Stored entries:
------------------------------------

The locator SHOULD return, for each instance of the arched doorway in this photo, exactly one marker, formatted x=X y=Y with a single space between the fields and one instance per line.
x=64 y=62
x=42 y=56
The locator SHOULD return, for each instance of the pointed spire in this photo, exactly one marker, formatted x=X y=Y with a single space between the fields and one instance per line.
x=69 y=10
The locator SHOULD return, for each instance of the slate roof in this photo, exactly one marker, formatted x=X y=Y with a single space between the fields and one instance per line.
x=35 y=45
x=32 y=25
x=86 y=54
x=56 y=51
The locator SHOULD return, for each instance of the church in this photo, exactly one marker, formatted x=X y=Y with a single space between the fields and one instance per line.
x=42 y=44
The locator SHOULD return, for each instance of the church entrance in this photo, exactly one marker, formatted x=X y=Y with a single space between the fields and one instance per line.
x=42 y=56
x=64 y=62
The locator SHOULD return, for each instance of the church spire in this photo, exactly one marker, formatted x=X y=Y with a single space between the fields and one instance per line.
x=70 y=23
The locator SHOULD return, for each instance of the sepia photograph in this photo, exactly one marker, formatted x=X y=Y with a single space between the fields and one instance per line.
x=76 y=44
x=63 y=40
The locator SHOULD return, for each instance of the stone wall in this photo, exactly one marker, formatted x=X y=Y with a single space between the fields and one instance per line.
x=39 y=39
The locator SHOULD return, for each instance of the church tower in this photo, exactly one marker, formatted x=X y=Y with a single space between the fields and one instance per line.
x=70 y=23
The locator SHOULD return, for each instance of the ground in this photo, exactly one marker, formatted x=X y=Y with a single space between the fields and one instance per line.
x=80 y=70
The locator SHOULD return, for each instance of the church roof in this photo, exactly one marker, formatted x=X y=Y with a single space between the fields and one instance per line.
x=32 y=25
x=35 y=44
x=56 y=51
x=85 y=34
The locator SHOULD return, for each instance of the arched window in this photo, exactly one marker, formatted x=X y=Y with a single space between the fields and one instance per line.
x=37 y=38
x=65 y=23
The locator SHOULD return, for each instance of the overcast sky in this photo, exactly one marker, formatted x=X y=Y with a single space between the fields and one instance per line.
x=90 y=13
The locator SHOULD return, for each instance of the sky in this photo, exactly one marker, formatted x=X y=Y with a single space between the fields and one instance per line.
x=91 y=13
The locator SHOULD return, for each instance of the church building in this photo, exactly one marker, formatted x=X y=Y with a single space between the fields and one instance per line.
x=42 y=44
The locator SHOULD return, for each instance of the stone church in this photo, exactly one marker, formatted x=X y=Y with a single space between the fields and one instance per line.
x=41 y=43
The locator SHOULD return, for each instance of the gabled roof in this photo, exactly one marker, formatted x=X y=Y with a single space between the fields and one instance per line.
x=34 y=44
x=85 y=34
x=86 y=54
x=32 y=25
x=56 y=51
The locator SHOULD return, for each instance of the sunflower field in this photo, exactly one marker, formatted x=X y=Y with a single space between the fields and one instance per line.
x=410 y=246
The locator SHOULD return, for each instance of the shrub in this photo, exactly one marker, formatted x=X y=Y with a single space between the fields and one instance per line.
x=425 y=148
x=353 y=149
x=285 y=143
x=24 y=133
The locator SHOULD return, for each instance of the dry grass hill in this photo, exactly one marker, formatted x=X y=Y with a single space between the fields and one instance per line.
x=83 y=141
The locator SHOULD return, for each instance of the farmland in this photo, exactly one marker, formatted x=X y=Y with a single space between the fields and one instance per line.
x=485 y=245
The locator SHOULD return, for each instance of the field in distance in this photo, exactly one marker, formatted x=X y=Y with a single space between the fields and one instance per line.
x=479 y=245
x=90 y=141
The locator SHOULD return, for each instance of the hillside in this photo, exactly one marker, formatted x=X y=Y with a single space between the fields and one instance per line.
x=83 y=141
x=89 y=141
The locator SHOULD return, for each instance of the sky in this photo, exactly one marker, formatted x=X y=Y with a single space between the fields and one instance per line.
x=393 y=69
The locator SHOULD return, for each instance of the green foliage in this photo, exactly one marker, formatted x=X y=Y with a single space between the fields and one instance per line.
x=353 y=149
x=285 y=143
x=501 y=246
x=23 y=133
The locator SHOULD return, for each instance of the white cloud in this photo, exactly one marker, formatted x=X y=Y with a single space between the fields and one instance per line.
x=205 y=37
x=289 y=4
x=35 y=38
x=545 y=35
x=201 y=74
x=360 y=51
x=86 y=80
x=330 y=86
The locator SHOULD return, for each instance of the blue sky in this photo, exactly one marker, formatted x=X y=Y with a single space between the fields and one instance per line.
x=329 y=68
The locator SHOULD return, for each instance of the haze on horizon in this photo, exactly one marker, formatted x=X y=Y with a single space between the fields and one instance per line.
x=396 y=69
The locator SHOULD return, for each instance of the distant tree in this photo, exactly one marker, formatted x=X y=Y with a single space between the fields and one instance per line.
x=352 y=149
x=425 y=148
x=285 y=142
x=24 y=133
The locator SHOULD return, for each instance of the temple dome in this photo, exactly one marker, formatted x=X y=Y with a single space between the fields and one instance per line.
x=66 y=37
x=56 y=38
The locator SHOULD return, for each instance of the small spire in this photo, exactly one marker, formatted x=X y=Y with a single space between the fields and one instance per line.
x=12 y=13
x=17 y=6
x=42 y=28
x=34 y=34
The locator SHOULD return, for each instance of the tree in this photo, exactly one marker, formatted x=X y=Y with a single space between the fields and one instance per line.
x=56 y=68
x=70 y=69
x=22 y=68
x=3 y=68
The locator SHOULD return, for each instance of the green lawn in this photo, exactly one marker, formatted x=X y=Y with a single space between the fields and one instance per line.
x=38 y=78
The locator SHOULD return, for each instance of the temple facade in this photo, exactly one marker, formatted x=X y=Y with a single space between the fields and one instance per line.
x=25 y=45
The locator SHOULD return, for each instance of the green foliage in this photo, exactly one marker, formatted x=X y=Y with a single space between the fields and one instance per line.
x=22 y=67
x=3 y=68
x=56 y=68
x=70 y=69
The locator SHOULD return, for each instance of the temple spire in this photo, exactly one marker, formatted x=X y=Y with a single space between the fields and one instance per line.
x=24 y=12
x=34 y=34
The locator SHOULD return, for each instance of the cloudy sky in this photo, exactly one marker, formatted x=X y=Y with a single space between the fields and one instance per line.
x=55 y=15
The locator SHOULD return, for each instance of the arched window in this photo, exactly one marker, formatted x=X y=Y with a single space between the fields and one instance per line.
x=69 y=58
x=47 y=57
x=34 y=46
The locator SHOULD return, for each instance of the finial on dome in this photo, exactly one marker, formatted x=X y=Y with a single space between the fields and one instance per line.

------------------------------------

» Work request
Set out the records again, exactly as they appear above.

» Your solution
The locator SHOULD return, for each instance of the arched doorway in this photo, exactly one marker, formatted x=X y=Y with a single space between the fields and one instance per line.
x=64 y=62
x=42 y=56
The locator SHOULD return, for each instance of the pointed spire in this photo, exactly one marker, formatted x=X y=Y with a single space between the fields and one instance per line.
x=69 y=10
The locator SHOULD return, for each instance of the slate roof in this photo, exactly one marker, formatted x=X y=Y with a single space between the fields and one instance per line.
x=35 y=45
x=32 y=25
x=86 y=54
x=56 y=51
The locator SHOULD return, for each instance of the church in this photo, exactly one marker, formatted x=X y=Y with a single space between the fields and one instance per line.
x=42 y=44
The locator SHOULD return, for each instance of the church entrance in this photo, exactly one marker, formatted x=X y=Y with a single space between the fields and one instance per line.
x=42 y=56
x=64 y=62
The locator SHOULD return, for each instance of the church spire in this photo, exactly one marker, formatted x=X y=Y with a single space between the fields and one instance per line.
x=70 y=23
The locator SHOULD return, for each instance of the sepia photograph in this photo, exactly one marker, formatted x=X y=Y with a single space between the fields and one instance per line.
x=76 y=44
x=63 y=40
The locator SHOULD return, for each instance of the stone wall in this photo, exactly one marker, formatted x=X y=Y with a single space between the fields and one instance per line.
x=39 y=39
The locator SHOULD return, for each instance of the church tower in this photo, exactly one marker, formatted x=X y=Y with a single space between the fields and one instance per line.
x=70 y=23
The locator SHOULD return, for each instance of the ground in this photo, exactly one marker, formatted x=X y=Y with a single space between the fields and one instance per line.
x=80 y=70
The locator SHOULD return, for each instance of the church roof in this photo, exactly one marker, formatted x=X y=Y with a single space between the fields and one instance per line.
x=32 y=25
x=35 y=44
x=56 y=51
x=85 y=34
The locator SHOULD return, for each instance of the arched window in this photo, exactly one marker, formatted x=X y=Y with a single space between the fields and one instance per line.
x=37 y=38
x=65 y=23
The locator SHOULD return, for each instance of the overcast sky in this photo, exactly one marker, formatted x=X y=Y with a single space between the fields and one instance per line.
x=90 y=13
The locator SHOULD return, for each instance of the sky in this photo, exactly one marker, formatted x=X y=Y with a single space between the fields and one instance per line.
x=91 y=13
The locator SHOULD return, for each instance of the church building in this photo, exactly one marker, formatted x=X y=Y with a single space between the fields and one instance per line.
x=42 y=44
The locator SHOULD return, for each instance of the stone church in this photo, exactly one marker, formatted x=X y=Y with a single space between the fields and one instance per line.
x=41 y=43
The locator SHOULD return, for each instance of the gabled roof in this photo, exactly one marker, formatted x=X y=Y with a single space between the fields and one instance per line.
x=34 y=44
x=85 y=34
x=86 y=54
x=32 y=25
x=56 y=51
The locator SHOULD return, for each instance of the sunflower field in this photo, exactly one marker, formatted x=X y=Y with a single space between the fields and one instance per line.
x=410 y=246
The locator SHOULD return, for each instance of the shrub in this photo, exactly one marker, formatted x=X y=Y with a single space between the fields and one instance per line.
x=425 y=148
x=353 y=149
x=285 y=143
x=24 y=133
The locator SHOULD return, for each instance of the dry grass hill in this photo, exactly one marker, formatted x=X y=Y with a single space between the fields and one instance per line.
x=83 y=141
The locator SHOULD return, for each instance of the farmland in this photo, exactly one marker, formatted x=X y=Y with a single space between the fields and one instance per line.
x=485 y=245
The locator SHOULD return, for each instance of the field in distance in this photo, exactly one marker, formatted x=X y=Y with a single space between the fields and one instance per line.
x=479 y=245
x=90 y=141
The locator SHOULD return, for each instance of the hillside in this photo, exactly one marker, formatted x=X y=Y with a single space between the fields and one instance per line.
x=83 y=141
x=89 y=141
The locator SHOULD return, for each instance of the sky in this photo, exactly one marker, formatted x=X y=Y with a single space between the fields and one instance per line.
x=393 y=69
The locator SHOULD return, for each instance of the green foliage in this photo, exactly one marker, formatted x=X y=Y with a single space between the fields and one instance per line.
x=353 y=149
x=285 y=143
x=501 y=246
x=23 y=133
The locator SHOULD return, for each instance of the white cloud in this photo, exactly one marker, formatted x=X y=Y with a single space between the fields and one instance per line.
x=205 y=37
x=289 y=4
x=35 y=38
x=545 y=35
x=201 y=74
x=360 y=51
x=86 y=80
x=330 y=86
The locator SHOULD return, for each instance of the blue sky in this photo, exactly one marker, formatted x=X y=Y with a single space between the fields and one instance per line.
x=329 y=68
The locator SHOULD return, for each instance of the haze on horizon in this photo, exactly one marker, formatted x=X y=Y with a single space between the fields and one instance per line.
x=396 y=69
The locator SHOULD return, for each instance of the distant tree in this photo, exactly one marker, formatted x=X y=Y with a single space between the fields and one instance per line.
x=352 y=149
x=425 y=148
x=285 y=142
x=24 y=133
The locator SHOULD return, for each instance of the temple dome in this photo, exactly one marker, formatted x=X y=Y with a single space between the fields and one instance per line.
x=66 y=37
x=56 y=38
The locator SHOULD return, for each instance of the small spire in this photo, exactly one marker, formatted x=X y=Y with a single space between the fields and one instance per line.
x=12 y=13
x=17 y=6
x=42 y=28
x=34 y=34
The locator SHOULD return, for each instance of the tree in this photo, exactly one marker, formatted x=X y=Y with a single space between the fields and one instance per line.
x=56 y=68
x=70 y=69
x=22 y=68
x=3 y=68
The locator SHOULD return, for each instance of the green lawn in this photo, exactly one marker, formatted x=X y=Y with a single space between the fields and one instance per line.
x=38 y=78
The locator SHOULD return, for each instance of the temple facade in this photo, exactly one marker, formatted x=X y=Y with a single space between the fields and one instance per line.
x=25 y=45
The locator SHOULD return, for each instance of the green foliage in this photo, exactly one marker, formatted x=X y=Y with a single space between the fields and one instance per line.
x=22 y=67
x=3 y=68
x=56 y=68
x=70 y=69
The locator SHOULD return, for each instance of the temple spire in this photo, exactly one marker, formatted x=X y=Y with a single space between the fields and one instance per line.
x=24 y=12
x=34 y=34
The locator SHOULD return, for each instance of the cloudy sky in this photo, exactly one marker, formatted x=X y=Y with a single space between the fields and one instance per line.
x=55 y=15
The locator SHOULD return, for each instance of the arched window in this photo, exactly one marker, formatted x=X y=Y with a single space between the fields and one instance per line.
x=69 y=58
x=47 y=57
x=34 y=46
The locator SHOULD return, for each instance of the finial on dome in this photo, exactly one marker, formatted x=X y=Y with a single space between the fields and one instance per line.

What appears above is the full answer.